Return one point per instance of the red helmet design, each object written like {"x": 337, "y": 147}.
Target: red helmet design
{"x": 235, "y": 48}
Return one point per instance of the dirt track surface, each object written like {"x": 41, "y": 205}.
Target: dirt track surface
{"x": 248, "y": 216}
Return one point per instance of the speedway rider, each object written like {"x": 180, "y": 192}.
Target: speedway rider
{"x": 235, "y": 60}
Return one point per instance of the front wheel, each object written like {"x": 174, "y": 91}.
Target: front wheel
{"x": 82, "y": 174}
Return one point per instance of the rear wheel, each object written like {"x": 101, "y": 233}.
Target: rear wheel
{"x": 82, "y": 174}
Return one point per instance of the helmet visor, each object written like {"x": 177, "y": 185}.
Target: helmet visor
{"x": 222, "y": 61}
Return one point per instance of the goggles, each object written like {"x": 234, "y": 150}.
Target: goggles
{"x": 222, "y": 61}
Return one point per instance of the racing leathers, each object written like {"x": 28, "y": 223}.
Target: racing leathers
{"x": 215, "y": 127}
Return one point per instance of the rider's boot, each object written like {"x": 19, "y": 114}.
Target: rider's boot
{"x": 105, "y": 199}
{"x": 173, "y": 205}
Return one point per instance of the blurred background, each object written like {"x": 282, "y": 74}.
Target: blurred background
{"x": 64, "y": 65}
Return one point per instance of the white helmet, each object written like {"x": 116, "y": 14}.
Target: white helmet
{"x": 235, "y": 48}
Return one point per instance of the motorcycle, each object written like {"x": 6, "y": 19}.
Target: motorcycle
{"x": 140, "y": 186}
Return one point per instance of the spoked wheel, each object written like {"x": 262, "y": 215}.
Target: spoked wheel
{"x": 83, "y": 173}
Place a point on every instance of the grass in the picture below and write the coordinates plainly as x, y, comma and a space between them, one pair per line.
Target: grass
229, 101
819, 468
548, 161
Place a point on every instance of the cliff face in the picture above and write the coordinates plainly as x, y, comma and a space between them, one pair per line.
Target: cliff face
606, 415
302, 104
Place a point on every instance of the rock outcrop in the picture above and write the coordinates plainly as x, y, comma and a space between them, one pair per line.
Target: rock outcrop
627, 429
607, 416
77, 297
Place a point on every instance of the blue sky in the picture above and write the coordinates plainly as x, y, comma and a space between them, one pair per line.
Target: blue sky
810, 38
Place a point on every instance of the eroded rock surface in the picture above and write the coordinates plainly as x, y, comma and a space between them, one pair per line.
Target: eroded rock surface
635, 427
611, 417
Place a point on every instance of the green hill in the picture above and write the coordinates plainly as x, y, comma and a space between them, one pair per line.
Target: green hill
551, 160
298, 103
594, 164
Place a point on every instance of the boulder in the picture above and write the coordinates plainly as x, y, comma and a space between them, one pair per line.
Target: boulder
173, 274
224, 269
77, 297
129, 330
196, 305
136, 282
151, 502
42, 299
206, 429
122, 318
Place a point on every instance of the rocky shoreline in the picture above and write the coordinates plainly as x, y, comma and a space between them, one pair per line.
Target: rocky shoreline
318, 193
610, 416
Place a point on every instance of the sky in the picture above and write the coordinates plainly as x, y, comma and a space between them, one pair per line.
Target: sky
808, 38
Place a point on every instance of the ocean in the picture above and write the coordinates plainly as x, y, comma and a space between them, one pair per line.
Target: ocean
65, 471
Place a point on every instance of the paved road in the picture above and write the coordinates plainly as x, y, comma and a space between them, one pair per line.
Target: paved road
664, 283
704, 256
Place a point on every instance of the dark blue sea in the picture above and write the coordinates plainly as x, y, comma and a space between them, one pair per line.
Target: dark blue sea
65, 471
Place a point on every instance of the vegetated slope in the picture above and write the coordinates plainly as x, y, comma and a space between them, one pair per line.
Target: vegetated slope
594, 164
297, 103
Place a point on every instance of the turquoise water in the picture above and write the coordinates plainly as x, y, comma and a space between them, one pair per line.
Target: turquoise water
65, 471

================

Could you reproduce all of the material above, exactly as it reads?

Return one point per instance of the red helmet design, each object written like {"x": 337, "y": 147}.
Target: red helmet design
{"x": 235, "y": 48}
Return one point per instance of the dirt track surface, each object written like {"x": 41, "y": 205}.
Target: dirt track surface
{"x": 248, "y": 216}
Return one point per instance of the speedway rider, each object written like {"x": 180, "y": 192}.
Target: speedway rider
{"x": 235, "y": 60}
Return one point per instance of the front wheel, each object written like {"x": 174, "y": 91}.
Target: front wheel
{"x": 82, "y": 174}
Return one point per instance of the rear wheel, each object written like {"x": 101, "y": 233}.
Target: rear wheel
{"x": 82, "y": 174}
Return one point per instance of the helmet visor, each object written like {"x": 177, "y": 185}.
Target: helmet visor
{"x": 222, "y": 61}
Return one point per instance of the goggles, each object written like {"x": 234, "y": 150}.
Target: goggles
{"x": 222, "y": 61}
Return one point per instance of the racing leathers, each object written like {"x": 28, "y": 223}.
Target: racing leathers
{"x": 215, "y": 127}
Return one point per instance of the rider's boot, each object written like {"x": 19, "y": 114}.
Target: rider's boot
{"x": 105, "y": 199}
{"x": 173, "y": 205}
Return one point per instance of the blurred background, each object written like {"x": 282, "y": 74}.
Target: blurred background
{"x": 64, "y": 65}
Return one point per instance of the white helmet, each object written like {"x": 116, "y": 14}.
Target: white helmet
{"x": 235, "y": 48}
Return one point per instance of the motorcycle, each object written like {"x": 6, "y": 19}.
Target: motorcycle
{"x": 140, "y": 186}
Return one point per instance of the spoked wheel, each object written like {"x": 262, "y": 215}.
Target: spoked wheel
{"x": 83, "y": 173}
Place a point on every instance of the grass in the picture below and write the coordinates plainly as x, y, comma and a space between them, one pair per line.
Target: grass
229, 101
819, 468
548, 161
Place a point on every instance of the cliff face in the picture above and write the coordinates plainly as x, y, comma and a space between them, one pair per line.
Target: cliff face
606, 415
302, 104
Place a point on every instance of the rock outcrop in the picture above and write the coordinates plainly as x, y, comma and a space between them, one pair per line.
Target: rock outcrop
627, 429
607, 416
77, 297
Place a point on every instance of the blue sky in the picture above and write the coordinates plainly as x, y, comma and a space between them, one pair per line.
Target: blue sky
810, 38
Place a point on every instance of the eroded rock surface in the picture above and write the coordinates plainly as x, y, comma and a space between them, one pair per line.
Target: eroded rock surface
635, 427
611, 417
Place a point on every instance of the green hill in the picture above and write the coordinates plainly as x, y, comma and a space between them, one pair per line.
Target: green hill
551, 160
298, 103
594, 164
Place a point on every instance of the boulder in the picture above and write the coordinates plainly as x, y, comma and a space between them, one pair per line.
Target: boulder
173, 274
224, 269
77, 297
129, 330
196, 305
136, 282
151, 502
42, 299
206, 429
122, 318
Place a point on every instance of the rocky shoreline in the picture above and write the coordinates plainly as x, y, comma and a space between them, one pair per line.
Target: rocky shoreline
318, 193
610, 416
Place a point on every instance of the sky in the picture above and write the coordinates plainly as x, y, comma and a space between them, one pair per line.
Target: sky
808, 38
Place a point on every instance of the ocean in the picture above and write the coordinates plainly as x, y, comma and a space between them, one pair per line.
Target: ocean
65, 471
Place a point on every instance of the paved road in the picture above and write the coordinates plainly as x, y, comma and a space between them, one pair per line.
Target: paved road
664, 283
704, 256
Place a point on every instance of the dark blue sea in the picture above and write the coordinates plainly as x, y, comma and a space between them, one pair per line.
Target: dark blue sea
65, 471
Place a point on every instance of the vegetated slope in the picture above and write the coordinates plainly as x, y, comma and a space between them, one pair per line.
Target: vegetated slope
594, 164
297, 103
Place a point on every instance of the turquoise water in the picture above and write the coordinates plainly as x, y, comma and a space between them, one pair per line.
Target: turquoise water
65, 471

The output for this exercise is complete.